TASK OBJECTIVE:
The answer should consist of each line from the data below that includes "tree".
PROVIDED DATA: Begin
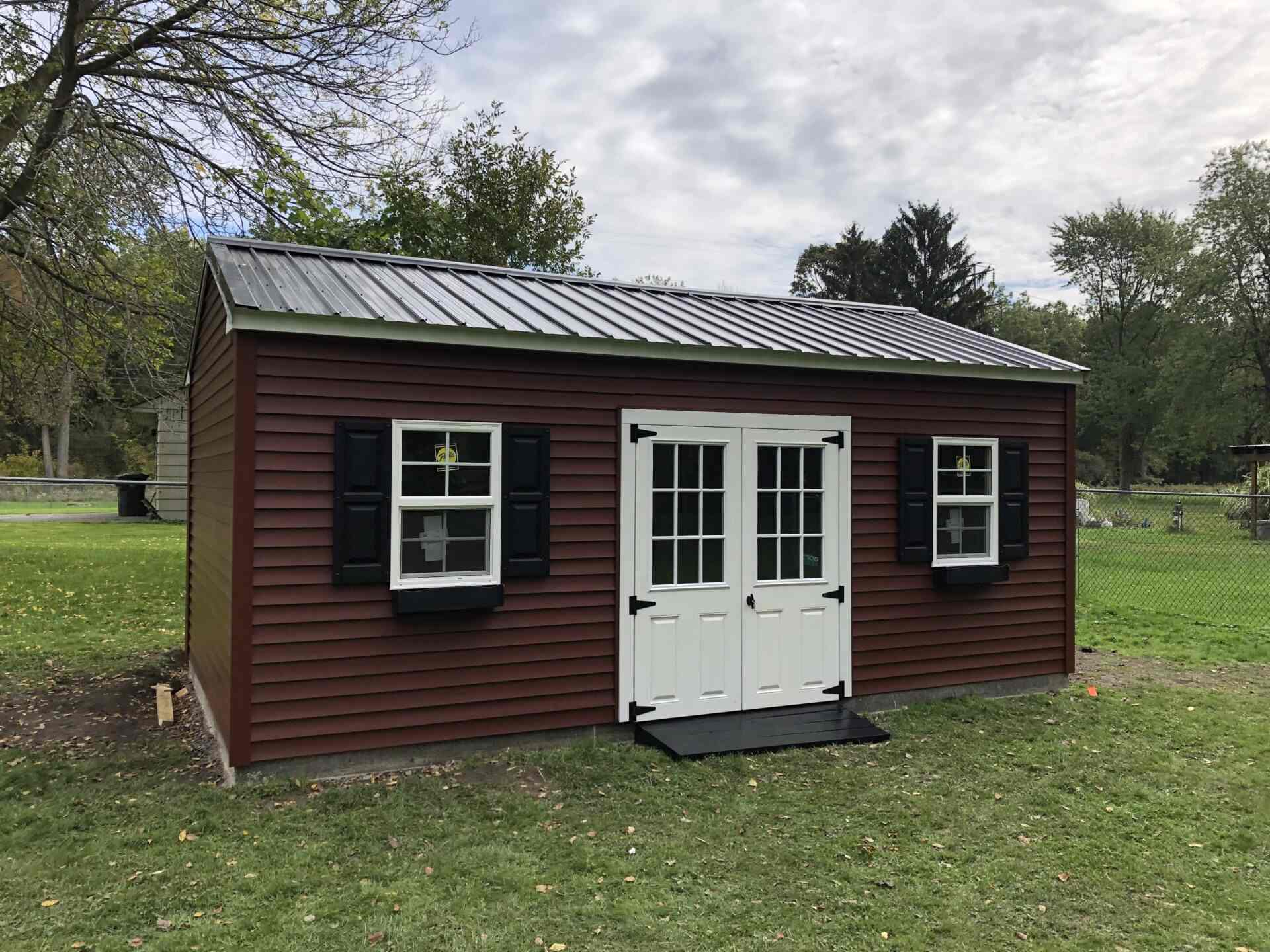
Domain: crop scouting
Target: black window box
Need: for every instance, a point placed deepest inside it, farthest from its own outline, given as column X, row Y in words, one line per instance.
column 454, row 600
column 958, row 575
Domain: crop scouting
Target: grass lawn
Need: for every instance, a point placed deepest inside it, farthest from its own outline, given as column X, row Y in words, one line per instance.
column 88, row 596
column 1134, row 819
column 44, row 507
column 1197, row 596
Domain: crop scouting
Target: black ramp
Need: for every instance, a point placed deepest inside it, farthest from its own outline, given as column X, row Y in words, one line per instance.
column 760, row 730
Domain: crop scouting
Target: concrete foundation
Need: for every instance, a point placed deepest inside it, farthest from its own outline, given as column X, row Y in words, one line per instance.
column 334, row 766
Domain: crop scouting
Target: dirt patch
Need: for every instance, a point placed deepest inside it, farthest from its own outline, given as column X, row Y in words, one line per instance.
column 81, row 717
column 1113, row 670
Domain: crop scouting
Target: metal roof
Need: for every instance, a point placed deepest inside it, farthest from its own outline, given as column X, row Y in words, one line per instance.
column 273, row 286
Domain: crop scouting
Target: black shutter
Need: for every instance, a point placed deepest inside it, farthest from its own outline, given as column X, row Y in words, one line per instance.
column 1013, row 499
column 526, row 502
column 364, row 493
column 916, row 499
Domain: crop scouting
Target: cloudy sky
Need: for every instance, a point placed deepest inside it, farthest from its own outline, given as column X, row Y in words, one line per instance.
column 715, row 140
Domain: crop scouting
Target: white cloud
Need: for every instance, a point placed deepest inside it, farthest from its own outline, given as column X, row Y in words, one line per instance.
column 715, row 140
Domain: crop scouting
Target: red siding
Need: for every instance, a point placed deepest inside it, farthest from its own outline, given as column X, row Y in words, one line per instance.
column 333, row 669
column 211, row 508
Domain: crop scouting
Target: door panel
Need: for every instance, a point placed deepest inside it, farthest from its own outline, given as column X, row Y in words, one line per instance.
column 687, row 564
column 790, row 640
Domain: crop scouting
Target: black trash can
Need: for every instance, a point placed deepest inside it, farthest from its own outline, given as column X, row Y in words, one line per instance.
column 132, row 498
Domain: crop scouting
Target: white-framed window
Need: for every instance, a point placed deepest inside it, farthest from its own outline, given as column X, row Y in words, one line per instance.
column 446, row 504
column 966, row 500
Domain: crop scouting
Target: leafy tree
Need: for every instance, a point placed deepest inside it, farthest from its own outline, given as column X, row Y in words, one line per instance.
column 1130, row 264
column 658, row 281
column 1234, row 221
column 845, row 270
column 1053, row 328
column 921, row 267
column 479, row 198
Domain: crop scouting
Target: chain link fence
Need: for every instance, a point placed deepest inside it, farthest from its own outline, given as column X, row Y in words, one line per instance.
column 1187, row 554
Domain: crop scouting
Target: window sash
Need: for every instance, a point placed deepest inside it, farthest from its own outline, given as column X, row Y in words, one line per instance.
column 959, row 500
column 491, row 504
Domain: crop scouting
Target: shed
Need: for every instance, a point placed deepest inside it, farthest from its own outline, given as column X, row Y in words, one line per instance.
column 437, row 502
column 172, row 447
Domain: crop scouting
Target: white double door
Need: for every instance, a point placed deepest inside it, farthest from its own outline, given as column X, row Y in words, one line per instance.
column 736, row 571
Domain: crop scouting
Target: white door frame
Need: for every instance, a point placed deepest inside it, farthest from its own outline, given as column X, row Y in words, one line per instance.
column 626, row 522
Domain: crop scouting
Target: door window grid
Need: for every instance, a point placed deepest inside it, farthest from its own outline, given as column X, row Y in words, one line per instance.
column 790, row 513
column 687, row 539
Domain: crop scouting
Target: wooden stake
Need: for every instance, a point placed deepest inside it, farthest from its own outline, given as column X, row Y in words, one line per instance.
column 163, row 702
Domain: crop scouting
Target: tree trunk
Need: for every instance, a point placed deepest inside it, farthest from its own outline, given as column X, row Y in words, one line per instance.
column 64, row 426
column 46, row 450
column 1126, row 457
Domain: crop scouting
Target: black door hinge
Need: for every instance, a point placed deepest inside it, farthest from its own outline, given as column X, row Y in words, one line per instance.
column 634, row 604
column 636, row 710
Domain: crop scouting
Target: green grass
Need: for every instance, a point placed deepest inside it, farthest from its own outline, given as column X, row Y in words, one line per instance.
column 1152, row 804
column 820, row 850
column 1193, row 596
column 88, row 596
column 44, row 507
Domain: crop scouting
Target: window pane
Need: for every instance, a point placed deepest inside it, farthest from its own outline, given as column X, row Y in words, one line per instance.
column 423, row 480
column 790, row 557
column 712, row 466
column 712, row 514
column 663, row 465
column 689, row 556
column 766, row 559
column 421, row 557
column 422, row 446
column 712, row 560
column 663, row 513
column 423, row 524
column 767, row 467
column 812, row 461
column 690, row 465
column 465, row 556
column 469, row 480
column 812, row 559
column 689, row 522
column 470, row 447
column 663, row 563
column 466, row 524
column 790, row 461
column 812, row 512
column 766, row 513
column 789, row 512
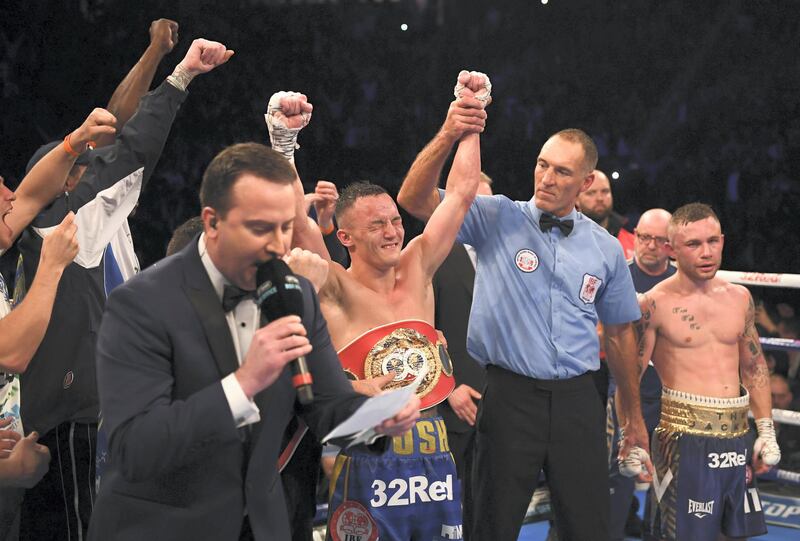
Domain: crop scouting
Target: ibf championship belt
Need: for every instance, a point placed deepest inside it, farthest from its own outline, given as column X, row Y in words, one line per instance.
column 406, row 348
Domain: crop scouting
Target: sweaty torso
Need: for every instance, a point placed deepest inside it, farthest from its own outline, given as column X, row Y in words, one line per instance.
column 697, row 337
column 354, row 308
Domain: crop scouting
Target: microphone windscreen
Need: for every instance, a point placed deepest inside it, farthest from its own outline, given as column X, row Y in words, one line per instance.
column 278, row 292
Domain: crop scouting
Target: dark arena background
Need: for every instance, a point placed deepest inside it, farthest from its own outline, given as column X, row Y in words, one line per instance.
column 687, row 101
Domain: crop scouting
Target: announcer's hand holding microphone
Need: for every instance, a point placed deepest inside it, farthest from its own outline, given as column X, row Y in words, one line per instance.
column 282, row 339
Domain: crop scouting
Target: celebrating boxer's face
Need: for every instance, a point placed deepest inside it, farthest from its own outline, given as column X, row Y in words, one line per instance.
column 697, row 248
column 6, row 197
column 373, row 231
column 256, row 228
column 560, row 175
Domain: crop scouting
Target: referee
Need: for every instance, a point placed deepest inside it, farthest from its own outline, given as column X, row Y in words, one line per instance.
column 545, row 275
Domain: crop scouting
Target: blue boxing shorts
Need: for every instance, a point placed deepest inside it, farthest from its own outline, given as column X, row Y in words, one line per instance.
column 410, row 492
column 704, row 484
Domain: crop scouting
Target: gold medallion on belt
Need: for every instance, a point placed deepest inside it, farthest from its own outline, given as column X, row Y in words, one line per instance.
column 408, row 349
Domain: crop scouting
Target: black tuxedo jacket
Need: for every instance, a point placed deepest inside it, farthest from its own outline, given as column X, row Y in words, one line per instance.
column 179, row 467
column 452, row 289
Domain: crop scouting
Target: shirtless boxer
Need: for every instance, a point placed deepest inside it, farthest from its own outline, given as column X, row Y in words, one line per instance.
column 699, row 332
column 380, row 317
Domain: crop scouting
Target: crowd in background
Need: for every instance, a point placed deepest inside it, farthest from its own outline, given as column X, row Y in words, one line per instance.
column 686, row 102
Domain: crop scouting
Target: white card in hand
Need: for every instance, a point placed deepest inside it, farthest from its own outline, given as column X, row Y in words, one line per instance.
column 375, row 410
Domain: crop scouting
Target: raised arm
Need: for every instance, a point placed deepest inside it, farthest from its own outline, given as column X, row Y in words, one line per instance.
column 755, row 378
column 125, row 100
column 442, row 228
column 418, row 194
column 46, row 179
column 287, row 114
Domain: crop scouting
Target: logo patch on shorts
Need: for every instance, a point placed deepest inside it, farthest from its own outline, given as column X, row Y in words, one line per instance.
column 526, row 260
column 701, row 509
column 352, row 522
column 589, row 288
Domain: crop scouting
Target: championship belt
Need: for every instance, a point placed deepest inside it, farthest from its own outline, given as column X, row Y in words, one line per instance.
column 406, row 348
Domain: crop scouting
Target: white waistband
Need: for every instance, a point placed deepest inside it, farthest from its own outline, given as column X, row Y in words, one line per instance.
column 709, row 401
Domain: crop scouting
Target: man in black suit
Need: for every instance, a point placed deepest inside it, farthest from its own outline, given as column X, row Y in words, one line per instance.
column 195, row 396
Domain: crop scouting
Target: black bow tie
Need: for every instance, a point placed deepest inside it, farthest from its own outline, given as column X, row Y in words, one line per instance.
column 547, row 222
column 232, row 295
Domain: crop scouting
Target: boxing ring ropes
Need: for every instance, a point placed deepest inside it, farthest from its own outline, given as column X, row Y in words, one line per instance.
column 781, row 510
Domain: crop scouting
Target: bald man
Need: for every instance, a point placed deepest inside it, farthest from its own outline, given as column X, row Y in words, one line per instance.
column 597, row 202
column 649, row 266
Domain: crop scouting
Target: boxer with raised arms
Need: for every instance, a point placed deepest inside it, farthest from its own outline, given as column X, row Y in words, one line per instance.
column 380, row 316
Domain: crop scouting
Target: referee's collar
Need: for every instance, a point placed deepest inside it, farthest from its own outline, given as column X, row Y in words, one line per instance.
column 536, row 212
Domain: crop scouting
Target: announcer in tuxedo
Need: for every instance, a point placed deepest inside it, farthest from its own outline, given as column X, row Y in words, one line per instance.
column 195, row 395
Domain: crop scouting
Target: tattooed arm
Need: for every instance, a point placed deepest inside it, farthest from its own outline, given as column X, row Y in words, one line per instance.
column 752, row 365
column 755, row 377
column 645, row 341
column 645, row 331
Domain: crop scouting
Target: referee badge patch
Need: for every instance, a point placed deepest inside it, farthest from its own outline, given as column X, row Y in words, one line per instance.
column 526, row 260
column 589, row 288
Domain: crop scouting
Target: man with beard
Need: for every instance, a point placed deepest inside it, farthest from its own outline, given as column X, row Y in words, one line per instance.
column 598, row 204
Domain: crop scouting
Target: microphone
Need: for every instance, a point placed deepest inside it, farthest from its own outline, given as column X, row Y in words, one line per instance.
column 279, row 294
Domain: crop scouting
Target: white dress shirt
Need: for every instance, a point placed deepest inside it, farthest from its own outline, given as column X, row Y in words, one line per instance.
column 242, row 322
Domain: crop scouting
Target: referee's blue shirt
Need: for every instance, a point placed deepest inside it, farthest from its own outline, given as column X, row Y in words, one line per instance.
column 538, row 295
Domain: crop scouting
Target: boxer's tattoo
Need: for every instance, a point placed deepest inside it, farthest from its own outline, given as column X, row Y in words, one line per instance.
column 755, row 374
column 641, row 326
column 684, row 314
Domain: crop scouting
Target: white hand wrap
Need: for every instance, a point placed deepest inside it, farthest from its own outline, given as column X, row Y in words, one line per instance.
column 766, row 445
column 634, row 463
column 481, row 95
column 283, row 138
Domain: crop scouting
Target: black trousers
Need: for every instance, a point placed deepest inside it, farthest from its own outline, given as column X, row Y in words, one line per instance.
column 526, row 425
column 462, row 446
column 59, row 507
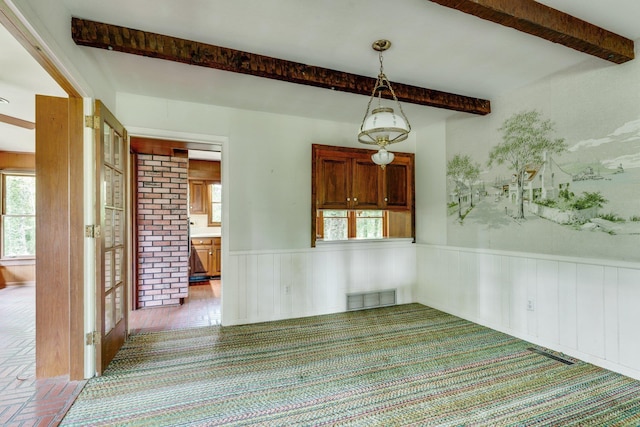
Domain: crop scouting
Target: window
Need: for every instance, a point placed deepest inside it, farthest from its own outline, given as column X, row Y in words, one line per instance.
column 215, row 207
column 350, row 224
column 18, row 215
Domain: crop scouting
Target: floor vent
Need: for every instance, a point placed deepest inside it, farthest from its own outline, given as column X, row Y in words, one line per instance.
column 359, row 301
column 550, row 356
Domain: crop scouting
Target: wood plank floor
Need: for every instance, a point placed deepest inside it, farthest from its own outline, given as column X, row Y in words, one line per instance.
column 25, row 401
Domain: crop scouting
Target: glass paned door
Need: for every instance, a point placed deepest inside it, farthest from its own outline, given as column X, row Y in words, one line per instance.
column 112, row 250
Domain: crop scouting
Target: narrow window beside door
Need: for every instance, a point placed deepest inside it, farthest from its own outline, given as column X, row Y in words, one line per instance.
column 18, row 215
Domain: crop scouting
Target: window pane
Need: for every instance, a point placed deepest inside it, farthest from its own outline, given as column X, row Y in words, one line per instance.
column 19, row 236
column 369, row 214
column 369, row 224
column 334, row 214
column 335, row 228
column 369, row 228
column 20, row 197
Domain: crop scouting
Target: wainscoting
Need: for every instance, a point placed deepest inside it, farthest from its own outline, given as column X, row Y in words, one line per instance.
column 585, row 308
column 272, row 285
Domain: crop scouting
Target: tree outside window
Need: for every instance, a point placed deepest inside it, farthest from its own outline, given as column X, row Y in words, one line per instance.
column 215, row 196
column 18, row 215
column 349, row 224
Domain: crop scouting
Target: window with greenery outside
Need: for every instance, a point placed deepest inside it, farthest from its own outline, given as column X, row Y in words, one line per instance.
column 18, row 216
column 369, row 224
column 215, row 217
column 335, row 225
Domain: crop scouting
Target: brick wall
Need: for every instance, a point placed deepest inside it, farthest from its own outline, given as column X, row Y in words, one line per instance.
column 163, row 252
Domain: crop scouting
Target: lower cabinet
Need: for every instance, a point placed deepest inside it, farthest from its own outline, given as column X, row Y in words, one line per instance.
column 205, row 257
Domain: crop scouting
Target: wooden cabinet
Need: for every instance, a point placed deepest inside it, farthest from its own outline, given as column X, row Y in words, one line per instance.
column 216, row 257
column 399, row 183
column 198, row 197
column 206, row 257
column 346, row 180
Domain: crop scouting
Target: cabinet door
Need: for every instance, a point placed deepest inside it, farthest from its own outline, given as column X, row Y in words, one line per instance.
column 216, row 252
column 333, row 183
column 399, row 183
column 367, row 184
column 200, row 260
column 198, row 197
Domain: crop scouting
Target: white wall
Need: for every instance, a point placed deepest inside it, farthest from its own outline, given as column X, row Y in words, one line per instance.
column 269, row 269
column 51, row 24
column 431, row 162
column 585, row 308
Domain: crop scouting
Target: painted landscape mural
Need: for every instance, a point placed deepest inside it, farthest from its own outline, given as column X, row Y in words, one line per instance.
column 535, row 192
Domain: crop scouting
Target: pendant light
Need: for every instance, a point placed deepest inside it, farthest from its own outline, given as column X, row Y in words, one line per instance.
column 383, row 125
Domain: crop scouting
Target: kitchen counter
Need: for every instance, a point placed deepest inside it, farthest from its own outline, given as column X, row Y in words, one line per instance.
column 205, row 234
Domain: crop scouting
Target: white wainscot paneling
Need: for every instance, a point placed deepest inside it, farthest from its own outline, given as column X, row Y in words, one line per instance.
column 546, row 308
column 271, row 285
column 585, row 308
column 629, row 317
column 591, row 309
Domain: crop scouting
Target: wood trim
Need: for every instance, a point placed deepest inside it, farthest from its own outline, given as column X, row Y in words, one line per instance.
column 164, row 147
column 15, row 26
column 134, row 231
column 76, row 236
column 53, row 299
column 208, row 170
column 550, row 24
column 137, row 42
column 11, row 160
column 17, row 122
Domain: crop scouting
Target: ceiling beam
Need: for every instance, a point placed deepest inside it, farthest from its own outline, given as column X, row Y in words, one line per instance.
column 550, row 24
column 137, row 42
column 17, row 122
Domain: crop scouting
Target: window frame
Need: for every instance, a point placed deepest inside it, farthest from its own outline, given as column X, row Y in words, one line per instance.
column 210, row 203
column 3, row 209
column 351, row 225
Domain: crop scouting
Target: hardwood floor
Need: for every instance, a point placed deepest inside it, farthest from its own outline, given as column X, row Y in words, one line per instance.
column 202, row 308
column 25, row 401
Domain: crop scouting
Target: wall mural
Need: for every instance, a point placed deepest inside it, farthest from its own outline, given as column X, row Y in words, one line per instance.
column 535, row 193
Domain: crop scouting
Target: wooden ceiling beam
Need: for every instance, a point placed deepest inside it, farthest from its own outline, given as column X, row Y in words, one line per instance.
column 137, row 42
column 550, row 24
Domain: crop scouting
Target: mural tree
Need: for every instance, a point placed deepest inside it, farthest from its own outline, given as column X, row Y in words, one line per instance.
column 463, row 172
column 525, row 140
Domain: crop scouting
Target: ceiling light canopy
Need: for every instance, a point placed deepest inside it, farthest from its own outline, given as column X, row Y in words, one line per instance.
column 383, row 125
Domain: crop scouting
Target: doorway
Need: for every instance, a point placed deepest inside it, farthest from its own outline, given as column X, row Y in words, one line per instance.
column 163, row 297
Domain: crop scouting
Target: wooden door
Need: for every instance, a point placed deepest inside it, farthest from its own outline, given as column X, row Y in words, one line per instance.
column 399, row 183
column 216, row 260
column 200, row 263
column 367, row 184
column 111, row 252
column 334, row 183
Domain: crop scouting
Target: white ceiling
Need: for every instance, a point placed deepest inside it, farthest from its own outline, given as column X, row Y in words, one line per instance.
column 433, row 47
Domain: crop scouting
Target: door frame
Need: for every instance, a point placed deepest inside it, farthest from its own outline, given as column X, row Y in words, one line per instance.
column 185, row 138
column 70, row 318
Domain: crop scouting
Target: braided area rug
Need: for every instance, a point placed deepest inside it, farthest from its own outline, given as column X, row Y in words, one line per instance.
column 393, row 366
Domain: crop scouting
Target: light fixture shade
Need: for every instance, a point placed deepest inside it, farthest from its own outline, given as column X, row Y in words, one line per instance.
column 383, row 126
column 382, row 157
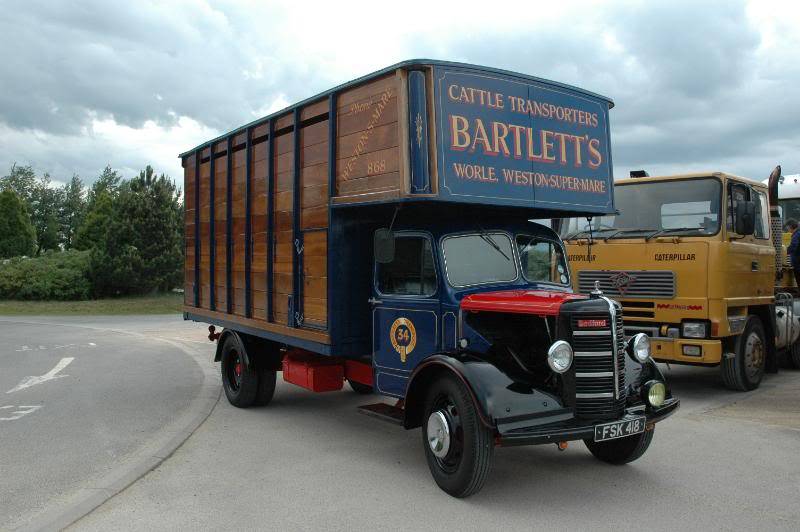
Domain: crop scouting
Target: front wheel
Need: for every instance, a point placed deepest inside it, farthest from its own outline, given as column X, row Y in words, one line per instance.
column 457, row 445
column 622, row 450
column 744, row 370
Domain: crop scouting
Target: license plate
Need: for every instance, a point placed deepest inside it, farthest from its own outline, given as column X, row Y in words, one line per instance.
column 619, row 429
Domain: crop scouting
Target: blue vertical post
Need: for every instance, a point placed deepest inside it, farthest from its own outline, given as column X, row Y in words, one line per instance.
column 248, row 226
column 197, row 159
column 212, row 247
column 229, row 229
column 270, row 220
column 297, row 264
column 418, row 133
column 331, row 192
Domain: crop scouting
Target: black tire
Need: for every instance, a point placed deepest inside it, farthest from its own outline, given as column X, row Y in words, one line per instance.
column 362, row 389
column 464, row 469
column 239, row 380
column 744, row 370
column 621, row 451
column 266, row 387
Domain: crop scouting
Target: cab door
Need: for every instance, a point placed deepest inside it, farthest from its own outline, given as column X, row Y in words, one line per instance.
column 751, row 261
column 406, row 312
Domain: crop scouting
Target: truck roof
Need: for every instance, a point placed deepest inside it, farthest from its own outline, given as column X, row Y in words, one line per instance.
column 384, row 71
column 693, row 175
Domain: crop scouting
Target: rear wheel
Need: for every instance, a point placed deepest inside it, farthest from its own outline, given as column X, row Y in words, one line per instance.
column 239, row 380
column 457, row 445
column 622, row 450
column 744, row 370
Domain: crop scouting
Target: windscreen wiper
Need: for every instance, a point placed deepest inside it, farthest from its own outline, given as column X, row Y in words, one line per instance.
column 575, row 234
column 670, row 230
column 492, row 243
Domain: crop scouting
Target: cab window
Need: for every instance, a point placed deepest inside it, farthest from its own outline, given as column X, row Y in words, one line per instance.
column 762, row 216
column 736, row 194
column 411, row 273
column 542, row 260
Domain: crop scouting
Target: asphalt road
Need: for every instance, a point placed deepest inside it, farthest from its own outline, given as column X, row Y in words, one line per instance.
column 311, row 462
column 82, row 398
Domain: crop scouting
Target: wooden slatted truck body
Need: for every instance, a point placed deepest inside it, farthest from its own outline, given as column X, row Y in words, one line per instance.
column 379, row 233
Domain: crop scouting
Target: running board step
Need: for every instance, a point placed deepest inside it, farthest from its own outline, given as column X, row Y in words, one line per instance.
column 384, row 412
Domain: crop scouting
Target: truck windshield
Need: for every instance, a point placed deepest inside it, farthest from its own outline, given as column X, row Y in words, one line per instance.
column 790, row 209
column 686, row 207
column 542, row 260
column 481, row 258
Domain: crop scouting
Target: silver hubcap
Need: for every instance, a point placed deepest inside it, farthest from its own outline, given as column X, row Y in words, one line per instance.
column 753, row 355
column 438, row 434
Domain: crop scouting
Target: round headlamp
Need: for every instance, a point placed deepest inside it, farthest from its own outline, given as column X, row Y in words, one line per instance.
column 654, row 393
column 559, row 356
column 639, row 347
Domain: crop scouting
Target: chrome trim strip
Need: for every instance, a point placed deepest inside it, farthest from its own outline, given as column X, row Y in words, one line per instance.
column 592, row 354
column 613, row 311
column 591, row 333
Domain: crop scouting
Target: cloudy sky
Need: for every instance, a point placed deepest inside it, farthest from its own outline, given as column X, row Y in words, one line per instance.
PROVIDED DATA: End
ANSWER BOX:
Target: leafy tree
Target: tree trunk
Target: tree outside window
Target: mural tree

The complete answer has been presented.